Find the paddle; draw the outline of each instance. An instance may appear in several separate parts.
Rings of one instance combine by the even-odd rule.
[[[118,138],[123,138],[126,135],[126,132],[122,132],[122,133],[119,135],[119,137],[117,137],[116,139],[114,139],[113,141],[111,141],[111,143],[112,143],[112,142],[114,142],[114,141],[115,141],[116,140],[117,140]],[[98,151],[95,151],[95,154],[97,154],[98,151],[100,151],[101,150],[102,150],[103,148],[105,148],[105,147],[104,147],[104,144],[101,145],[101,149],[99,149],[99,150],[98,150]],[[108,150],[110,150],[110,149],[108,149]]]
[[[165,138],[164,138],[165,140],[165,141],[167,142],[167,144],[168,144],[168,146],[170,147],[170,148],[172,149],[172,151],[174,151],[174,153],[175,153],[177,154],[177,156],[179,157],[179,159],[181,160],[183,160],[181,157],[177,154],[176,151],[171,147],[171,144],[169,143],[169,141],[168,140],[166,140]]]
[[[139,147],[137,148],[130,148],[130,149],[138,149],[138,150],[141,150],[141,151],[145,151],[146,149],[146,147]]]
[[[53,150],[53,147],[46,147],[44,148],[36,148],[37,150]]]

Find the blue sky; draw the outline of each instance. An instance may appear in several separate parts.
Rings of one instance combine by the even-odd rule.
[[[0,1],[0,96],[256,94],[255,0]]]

####################

- **YOUR GOAL**
Starting at the line that contains "Find the blue" and ending at the end of the material, write those lines out again with "instance" changed to "object" wherever it occurs. Leave everything else as it is.

- **ANSWER TO THE PROBLEM**
Find the blue sky; draw the outline of each object. An object may appear in several separate parts.
Rings of one object combine by the even-odd rule.
[[[0,1],[0,96],[256,94],[255,0]]]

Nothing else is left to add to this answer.